■ Task statement
Each entry is to be printed again word for word.

■ Records for the task
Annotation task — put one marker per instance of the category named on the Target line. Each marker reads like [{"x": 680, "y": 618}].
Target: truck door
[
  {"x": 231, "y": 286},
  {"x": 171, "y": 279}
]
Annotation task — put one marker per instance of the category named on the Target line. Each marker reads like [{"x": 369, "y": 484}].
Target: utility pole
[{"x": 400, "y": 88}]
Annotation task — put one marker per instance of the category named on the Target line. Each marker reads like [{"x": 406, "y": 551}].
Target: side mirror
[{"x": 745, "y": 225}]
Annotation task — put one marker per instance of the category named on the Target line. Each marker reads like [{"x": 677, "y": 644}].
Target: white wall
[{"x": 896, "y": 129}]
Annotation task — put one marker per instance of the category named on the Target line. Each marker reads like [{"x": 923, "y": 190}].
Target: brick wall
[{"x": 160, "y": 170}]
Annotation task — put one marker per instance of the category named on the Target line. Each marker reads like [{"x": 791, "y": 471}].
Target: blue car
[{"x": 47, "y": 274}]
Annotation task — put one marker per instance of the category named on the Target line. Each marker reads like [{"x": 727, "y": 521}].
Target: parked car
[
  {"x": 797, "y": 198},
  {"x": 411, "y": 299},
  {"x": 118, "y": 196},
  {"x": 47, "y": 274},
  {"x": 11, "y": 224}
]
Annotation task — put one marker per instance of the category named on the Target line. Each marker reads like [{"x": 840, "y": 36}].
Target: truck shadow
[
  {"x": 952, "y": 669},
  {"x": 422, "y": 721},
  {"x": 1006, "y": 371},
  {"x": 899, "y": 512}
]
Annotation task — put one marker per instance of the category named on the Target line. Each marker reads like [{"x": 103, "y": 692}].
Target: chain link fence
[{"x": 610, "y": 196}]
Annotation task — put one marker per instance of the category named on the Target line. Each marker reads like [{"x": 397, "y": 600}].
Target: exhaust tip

■ Written answer
Annotation task — put one marker per instance of the category named on the Target line. Each marker reads like [{"x": 680, "y": 618}].
Target: truck door
[
  {"x": 231, "y": 286},
  {"x": 171, "y": 279}
]
Annotation task — put one marker per instance of the category named on the Target line. Each marker reads like [{"x": 369, "y": 484}].
Target: utility pole
[{"x": 400, "y": 88}]
Annotation task — put one marker per instance of the category named on the Target line. Each marker reads like [{"x": 406, "y": 551}].
Target: side mirror
[{"x": 745, "y": 225}]
Annotation task — put one marker per instance of the category named on the Target line. Each marker reads like [{"x": 677, "y": 644}].
Target: white wall
[{"x": 896, "y": 129}]
Annotation task — put one marker per instance of the category named on the Target line. Each marker reads like [{"x": 923, "y": 190}].
Target: brick wall
[{"x": 160, "y": 170}]
Annotation task — put one marker per instance of the category named on the Target line. Each marker reads like [{"x": 791, "y": 471}].
Target: blue car
[{"x": 47, "y": 274}]
Annotation task — put one marker per instance of the category named on the Target line. Each marker reads like [{"x": 727, "y": 521}].
Target: parked car
[
  {"x": 797, "y": 198},
  {"x": 411, "y": 299},
  {"x": 118, "y": 196},
  {"x": 47, "y": 274},
  {"x": 11, "y": 224}
]
Annotation task — put one marker per instance of the category named on the Target line. Each marker reads like [{"x": 840, "y": 36}].
Target: truck shadow
[
  {"x": 952, "y": 669},
  {"x": 422, "y": 721},
  {"x": 1006, "y": 371},
  {"x": 899, "y": 512}
]
Annotation task — put one marker per instance of the category named on the Target line. Each marker reads like [{"x": 103, "y": 692}].
Target: chain link fence
[{"x": 610, "y": 196}]
Annotation task — put one marker per instance of the category named on the Target line. Each marker reads like [{"x": 397, "y": 600}].
Target: exhaust tip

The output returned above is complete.